⟨

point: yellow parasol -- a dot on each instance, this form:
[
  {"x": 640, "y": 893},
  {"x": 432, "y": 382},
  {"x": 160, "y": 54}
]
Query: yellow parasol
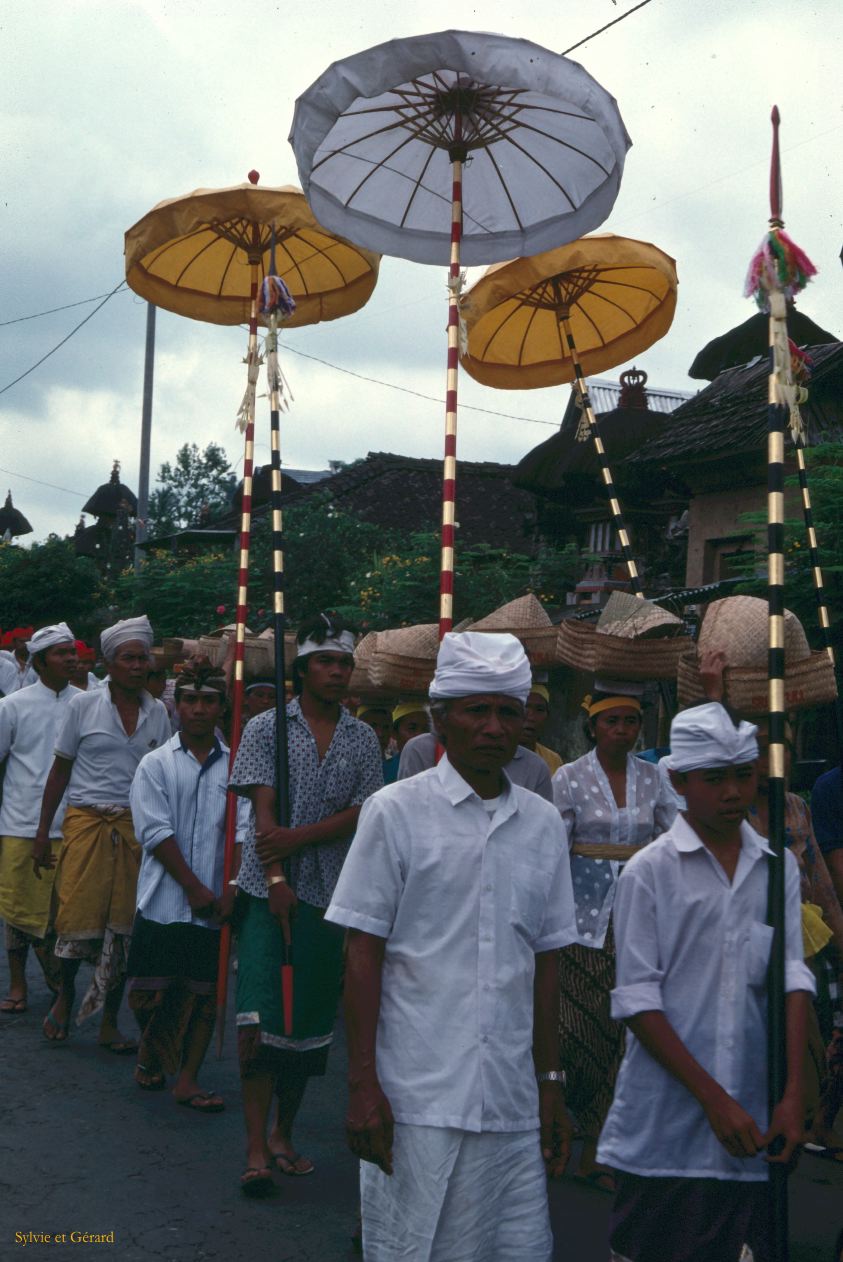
[
  {"x": 553, "y": 317},
  {"x": 207, "y": 255},
  {"x": 192, "y": 255}
]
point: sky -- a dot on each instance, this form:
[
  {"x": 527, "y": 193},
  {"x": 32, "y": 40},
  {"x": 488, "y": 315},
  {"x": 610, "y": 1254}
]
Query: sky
[{"x": 110, "y": 106}]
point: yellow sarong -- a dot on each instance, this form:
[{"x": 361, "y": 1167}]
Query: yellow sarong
[
  {"x": 25, "y": 902},
  {"x": 96, "y": 878}
]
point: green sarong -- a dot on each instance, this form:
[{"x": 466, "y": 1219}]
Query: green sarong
[{"x": 317, "y": 972}]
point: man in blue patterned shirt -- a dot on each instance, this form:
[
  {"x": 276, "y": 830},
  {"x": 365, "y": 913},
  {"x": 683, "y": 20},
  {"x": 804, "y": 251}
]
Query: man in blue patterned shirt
[{"x": 333, "y": 765}]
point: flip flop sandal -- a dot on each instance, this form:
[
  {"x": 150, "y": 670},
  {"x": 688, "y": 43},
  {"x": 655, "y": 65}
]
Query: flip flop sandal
[
  {"x": 256, "y": 1181},
  {"x": 13, "y": 1006},
  {"x": 157, "y": 1082},
  {"x": 287, "y": 1165},
  {"x": 59, "y": 1026},
  {"x": 203, "y": 1102},
  {"x": 825, "y": 1152},
  {"x": 598, "y": 1179}
]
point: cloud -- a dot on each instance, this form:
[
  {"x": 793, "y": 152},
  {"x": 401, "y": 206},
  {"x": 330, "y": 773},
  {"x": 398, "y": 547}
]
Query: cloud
[{"x": 115, "y": 105}]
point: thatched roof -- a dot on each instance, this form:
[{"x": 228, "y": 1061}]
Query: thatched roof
[{"x": 730, "y": 415}]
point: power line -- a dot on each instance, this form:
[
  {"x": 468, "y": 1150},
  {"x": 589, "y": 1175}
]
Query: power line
[
  {"x": 51, "y": 311},
  {"x": 613, "y": 23},
  {"x": 417, "y": 394},
  {"x": 38, "y": 482},
  {"x": 38, "y": 362}
]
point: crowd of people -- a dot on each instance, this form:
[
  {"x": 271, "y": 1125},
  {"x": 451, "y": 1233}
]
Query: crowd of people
[{"x": 529, "y": 950}]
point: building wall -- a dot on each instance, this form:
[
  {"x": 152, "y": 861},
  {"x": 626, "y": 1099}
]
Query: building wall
[{"x": 716, "y": 530}]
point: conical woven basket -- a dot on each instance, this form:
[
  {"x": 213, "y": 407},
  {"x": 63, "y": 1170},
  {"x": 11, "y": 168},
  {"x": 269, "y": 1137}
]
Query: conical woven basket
[
  {"x": 808, "y": 682},
  {"x": 405, "y": 659},
  {"x": 526, "y": 620},
  {"x": 737, "y": 626},
  {"x": 583, "y": 648}
]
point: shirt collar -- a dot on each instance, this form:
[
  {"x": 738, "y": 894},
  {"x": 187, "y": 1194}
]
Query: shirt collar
[
  {"x": 688, "y": 839},
  {"x": 459, "y": 790}
]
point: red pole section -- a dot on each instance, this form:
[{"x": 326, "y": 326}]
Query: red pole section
[{"x": 449, "y": 468}]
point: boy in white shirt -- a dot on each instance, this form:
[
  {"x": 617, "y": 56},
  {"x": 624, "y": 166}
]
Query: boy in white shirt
[{"x": 688, "y": 1126}]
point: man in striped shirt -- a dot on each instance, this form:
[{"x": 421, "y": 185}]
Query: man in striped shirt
[{"x": 178, "y": 805}]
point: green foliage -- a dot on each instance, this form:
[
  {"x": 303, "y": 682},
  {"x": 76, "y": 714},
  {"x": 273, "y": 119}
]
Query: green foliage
[
  {"x": 824, "y": 466},
  {"x": 401, "y": 586},
  {"x": 198, "y": 485},
  {"x": 49, "y": 583}
]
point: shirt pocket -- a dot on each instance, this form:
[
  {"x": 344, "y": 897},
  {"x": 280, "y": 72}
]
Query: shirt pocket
[
  {"x": 759, "y": 945},
  {"x": 528, "y": 899}
]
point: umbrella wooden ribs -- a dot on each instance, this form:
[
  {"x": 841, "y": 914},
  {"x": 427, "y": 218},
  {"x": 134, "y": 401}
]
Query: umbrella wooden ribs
[
  {"x": 205, "y": 256},
  {"x": 520, "y": 319},
  {"x": 383, "y": 140}
]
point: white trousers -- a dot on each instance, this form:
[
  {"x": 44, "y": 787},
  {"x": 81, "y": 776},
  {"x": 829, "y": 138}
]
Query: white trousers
[{"x": 457, "y": 1197}]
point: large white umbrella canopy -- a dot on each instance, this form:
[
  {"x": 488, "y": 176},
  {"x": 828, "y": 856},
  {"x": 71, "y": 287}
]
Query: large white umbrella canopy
[{"x": 375, "y": 134}]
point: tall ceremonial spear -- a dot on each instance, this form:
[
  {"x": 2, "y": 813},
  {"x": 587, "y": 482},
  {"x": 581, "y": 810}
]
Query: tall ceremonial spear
[
  {"x": 277, "y": 299},
  {"x": 779, "y": 270}
]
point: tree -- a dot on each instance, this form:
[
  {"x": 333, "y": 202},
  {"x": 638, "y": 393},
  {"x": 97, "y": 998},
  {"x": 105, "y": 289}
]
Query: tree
[
  {"x": 49, "y": 583},
  {"x": 197, "y": 486}
]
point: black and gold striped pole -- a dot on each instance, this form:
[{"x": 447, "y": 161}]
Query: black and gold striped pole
[
  {"x": 778, "y": 271},
  {"x": 277, "y": 298},
  {"x": 602, "y": 459}
]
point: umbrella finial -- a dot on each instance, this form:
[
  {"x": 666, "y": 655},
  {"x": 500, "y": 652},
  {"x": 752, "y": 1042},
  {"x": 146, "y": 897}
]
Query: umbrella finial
[
  {"x": 775, "y": 173},
  {"x": 778, "y": 265}
]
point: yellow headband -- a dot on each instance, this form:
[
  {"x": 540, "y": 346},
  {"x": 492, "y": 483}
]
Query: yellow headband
[
  {"x": 408, "y": 708},
  {"x": 610, "y": 703}
]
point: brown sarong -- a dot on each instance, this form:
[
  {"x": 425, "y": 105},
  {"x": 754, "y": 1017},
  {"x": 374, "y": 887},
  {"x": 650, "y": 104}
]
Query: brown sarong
[
  {"x": 96, "y": 878},
  {"x": 591, "y": 1043}
]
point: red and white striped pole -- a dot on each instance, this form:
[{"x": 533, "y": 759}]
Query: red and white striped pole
[
  {"x": 240, "y": 619},
  {"x": 449, "y": 468}
]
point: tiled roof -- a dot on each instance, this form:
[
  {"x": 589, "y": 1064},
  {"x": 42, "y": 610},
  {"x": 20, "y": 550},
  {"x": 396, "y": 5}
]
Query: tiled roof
[{"x": 731, "y": 414}]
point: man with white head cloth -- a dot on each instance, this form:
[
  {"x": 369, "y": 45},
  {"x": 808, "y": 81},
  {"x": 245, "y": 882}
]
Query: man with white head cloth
[
  {"x": 333, "y": 764},
  {"x": 689, "y": 1121},
  {"x": 105, "y": 733},
  {"x": 29, "y": 721},
  {"x": 457, "y": 895}
]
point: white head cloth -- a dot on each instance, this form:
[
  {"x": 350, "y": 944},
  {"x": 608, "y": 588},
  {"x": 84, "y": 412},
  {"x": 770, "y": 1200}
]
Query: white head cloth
[
  {"x": 477, "y": 661},
  {"x": 121, "y": 632},
  {"x": 706, "y": 736},
  {"x": 49, "y": 636},
  {"x": 341, "y": 642}
]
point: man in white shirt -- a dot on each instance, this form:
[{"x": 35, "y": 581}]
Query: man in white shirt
[
  {"x": 457, "y": 896},
  {"x": 178, "y": 808},
  {"x": 29, "y": 719},
  {"x": 525, "y": 767},
  {"x": 105, "y": 735},
  {"x": 689, "y": 1123}
]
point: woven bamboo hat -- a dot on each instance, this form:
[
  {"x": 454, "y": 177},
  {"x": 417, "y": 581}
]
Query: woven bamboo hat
[{"x": 737, "y": 626}]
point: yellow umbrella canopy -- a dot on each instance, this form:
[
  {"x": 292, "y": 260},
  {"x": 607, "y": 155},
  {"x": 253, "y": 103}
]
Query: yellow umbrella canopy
[
  {"x": 618, "y": 297},
  {"x": 193, "y": 255}
]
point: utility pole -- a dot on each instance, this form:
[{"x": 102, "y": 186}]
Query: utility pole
[{"x": 145, "y": 434}]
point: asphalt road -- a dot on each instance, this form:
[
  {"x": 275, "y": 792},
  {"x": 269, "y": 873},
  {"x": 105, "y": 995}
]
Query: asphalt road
[{"x": 83, "y": 1150}]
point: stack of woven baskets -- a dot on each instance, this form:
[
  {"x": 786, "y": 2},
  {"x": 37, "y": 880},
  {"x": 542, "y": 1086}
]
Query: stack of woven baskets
[
  {"x": 634, "y": 640},
  {"x": 737, "y": 626}
]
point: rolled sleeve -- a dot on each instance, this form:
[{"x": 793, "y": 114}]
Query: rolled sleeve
[
  {"x": 371, "y": 884},
  {"x": 150, "y": 809},
  {"x": 798, "y": 974},
  {"x": 67, "y": 742},
  {"x": 639, "y": 967}
]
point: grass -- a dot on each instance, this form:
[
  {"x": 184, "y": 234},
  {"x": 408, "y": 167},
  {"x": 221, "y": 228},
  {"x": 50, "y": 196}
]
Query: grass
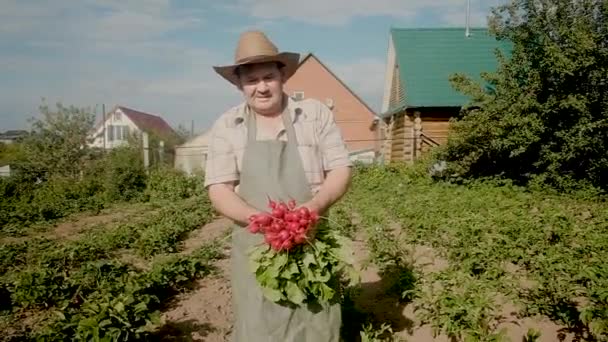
[
  {"x": 543, "y": 251},
  {"x": 78, "y": 288}
]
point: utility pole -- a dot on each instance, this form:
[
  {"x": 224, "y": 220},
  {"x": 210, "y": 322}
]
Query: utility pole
[
  {"x": 468, "y": 20},
  {"x": 103, "y": 111}
]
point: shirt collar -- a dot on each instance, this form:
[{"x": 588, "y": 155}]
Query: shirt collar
[{"x": 292, "y": 107}]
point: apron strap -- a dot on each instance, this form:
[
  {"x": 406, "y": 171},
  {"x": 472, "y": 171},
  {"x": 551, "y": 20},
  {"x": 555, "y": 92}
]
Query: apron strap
[{"x": 287, "y": 123}]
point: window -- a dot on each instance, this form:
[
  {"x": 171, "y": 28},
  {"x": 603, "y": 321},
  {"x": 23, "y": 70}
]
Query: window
[
  {"x": 117, "y": 133},
  {"x": 298, "y": 95},
  {"x": 110, "y": 132}
]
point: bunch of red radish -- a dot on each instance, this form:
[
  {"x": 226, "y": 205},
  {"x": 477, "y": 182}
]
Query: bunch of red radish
[{"x": 285, "y": 226}]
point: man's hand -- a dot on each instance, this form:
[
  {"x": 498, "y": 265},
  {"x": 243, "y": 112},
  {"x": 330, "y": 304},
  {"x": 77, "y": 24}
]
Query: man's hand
[
  {"x": 229, "y": 204},
  {"x": 334, "y": 187}
]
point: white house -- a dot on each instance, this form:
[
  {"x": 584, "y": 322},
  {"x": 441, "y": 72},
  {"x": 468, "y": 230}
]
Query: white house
[
  {"x": 191, "y": 156},
  {"x": 5, "y": 171},
  {"x": 122, "y": 121}
]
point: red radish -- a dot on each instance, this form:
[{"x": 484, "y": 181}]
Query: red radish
[
  {"x": 299, "y": 239},
  {"x": 263, "y": 219},
  {"x": 254, "y": 228},
  {"x": 276, "y": 245},
  {"x": 304, "y": 212},
  {"x": 287, "y": 245},
  {"x": 278, "y": 213},
  {"x": 291, "y": 217},
  {"x": 272, "y": 204},
  {"x": 283, "y": 207},
  {"x": 293, "y": 226}
]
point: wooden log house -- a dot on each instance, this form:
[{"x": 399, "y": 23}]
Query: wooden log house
[{"x": 418, "y": 99}]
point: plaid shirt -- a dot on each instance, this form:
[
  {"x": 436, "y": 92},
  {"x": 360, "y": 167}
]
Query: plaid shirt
[{"x": 320, "y": 142}]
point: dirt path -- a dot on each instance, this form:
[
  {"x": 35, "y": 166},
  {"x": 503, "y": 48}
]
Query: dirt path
[
  {"x": 204, "y": 314},
  {"x": 382, "y": 307}
]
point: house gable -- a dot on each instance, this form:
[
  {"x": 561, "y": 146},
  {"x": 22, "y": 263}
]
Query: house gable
[
  {"x": 353, "y": 116},
  {"x": 424, "y": 59},
  {"x": 121, "y": 122}
]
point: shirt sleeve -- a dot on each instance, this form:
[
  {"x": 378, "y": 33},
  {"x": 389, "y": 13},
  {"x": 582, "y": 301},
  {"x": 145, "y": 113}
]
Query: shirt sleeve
[
  {"x": 332, "y": 145},
  {"x": 221, "y": 164}
]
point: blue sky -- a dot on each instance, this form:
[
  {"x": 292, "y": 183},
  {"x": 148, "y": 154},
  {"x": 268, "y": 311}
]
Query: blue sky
[{"x": 156, "y": 55}]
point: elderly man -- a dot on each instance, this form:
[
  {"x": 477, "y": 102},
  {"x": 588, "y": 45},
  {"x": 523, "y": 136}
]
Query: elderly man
[{"x": 272, "y": 147}]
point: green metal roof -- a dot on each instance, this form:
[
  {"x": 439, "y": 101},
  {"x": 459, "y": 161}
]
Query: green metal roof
[{"x": 427, "y": 57}]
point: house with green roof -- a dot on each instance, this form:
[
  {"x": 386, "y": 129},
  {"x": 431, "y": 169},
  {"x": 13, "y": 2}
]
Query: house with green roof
[{"x": 418, "y": 99}]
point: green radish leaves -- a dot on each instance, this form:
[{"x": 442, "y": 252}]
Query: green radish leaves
[{"x": 306, "y": 273}]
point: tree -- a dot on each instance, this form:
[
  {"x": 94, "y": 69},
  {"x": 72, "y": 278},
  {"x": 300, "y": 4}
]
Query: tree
[
  {"x": 544, "y": 112},
  {"x": 58, "y": 143}
]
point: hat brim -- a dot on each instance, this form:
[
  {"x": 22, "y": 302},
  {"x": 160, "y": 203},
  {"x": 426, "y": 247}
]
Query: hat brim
[{"x": 290, "y": 60}]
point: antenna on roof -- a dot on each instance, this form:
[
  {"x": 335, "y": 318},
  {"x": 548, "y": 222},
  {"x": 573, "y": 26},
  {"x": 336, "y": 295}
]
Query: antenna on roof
[{"x": 468, "y": 15}]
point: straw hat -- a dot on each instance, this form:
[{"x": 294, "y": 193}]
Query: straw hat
[{"x": 255, "y": 47}]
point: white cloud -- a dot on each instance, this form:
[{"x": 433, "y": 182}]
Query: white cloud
[
  {"x": 365, "y": 77},
  {"x": 341, "y": 12},
  {"x": 174, "y": 78}
]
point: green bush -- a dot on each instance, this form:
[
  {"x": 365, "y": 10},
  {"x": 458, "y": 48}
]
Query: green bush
[
  {"x": 123, "y": 174},
  {"x": 165, "y": 183},
  {"x": 543, "y": 114}
]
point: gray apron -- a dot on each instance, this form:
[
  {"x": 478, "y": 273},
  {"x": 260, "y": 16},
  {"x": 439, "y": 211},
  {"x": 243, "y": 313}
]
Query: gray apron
[{"x": 272, "y": 168}]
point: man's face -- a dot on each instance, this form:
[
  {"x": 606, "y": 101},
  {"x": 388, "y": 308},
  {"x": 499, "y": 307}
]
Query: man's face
[{"x": 262, "y": 86}]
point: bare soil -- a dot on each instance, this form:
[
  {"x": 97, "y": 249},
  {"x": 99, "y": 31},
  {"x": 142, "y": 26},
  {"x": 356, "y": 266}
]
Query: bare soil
[{"x": 205, "y": 314}]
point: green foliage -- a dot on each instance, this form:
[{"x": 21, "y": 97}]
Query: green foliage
[
  {"x": 309, "y": 273},
  {"x": 541, "y": 250},
  {"x": 57, "y": 143},
  {"x": 545, "y": 112},
  {"x": 90, "y": 293},
  {"x": 169, "y": 184},
  {"x": 9, "y": 153},
  {"x": 123, "y": 174},
  {"x": 125, "y": 305}
]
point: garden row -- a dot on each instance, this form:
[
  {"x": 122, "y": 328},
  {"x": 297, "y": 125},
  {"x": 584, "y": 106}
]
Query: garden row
[
  {"x": 82, "y": 289},
  {"x": 543, "y": 252}
]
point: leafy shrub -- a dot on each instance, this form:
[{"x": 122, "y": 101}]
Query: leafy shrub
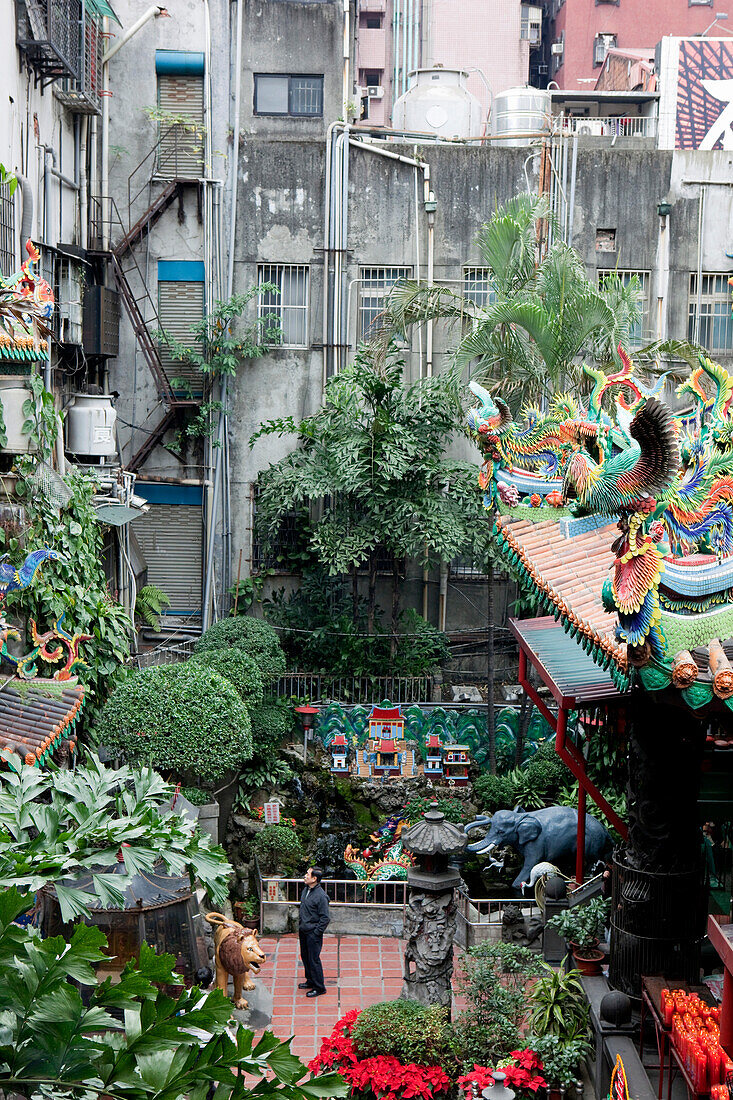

⟩

- The exercise: Starting at the line containing "point: leafy shrub" and ending at the end of the listing, copy the listing with "leafy shrub" renamed to "flowering bush" and everything else kept the same. Omit the pictures.

- Solution:
point: flowering bush -- a dot on each instance, this form:
[{"x": 122, "y": 101}]
Query: flowering bush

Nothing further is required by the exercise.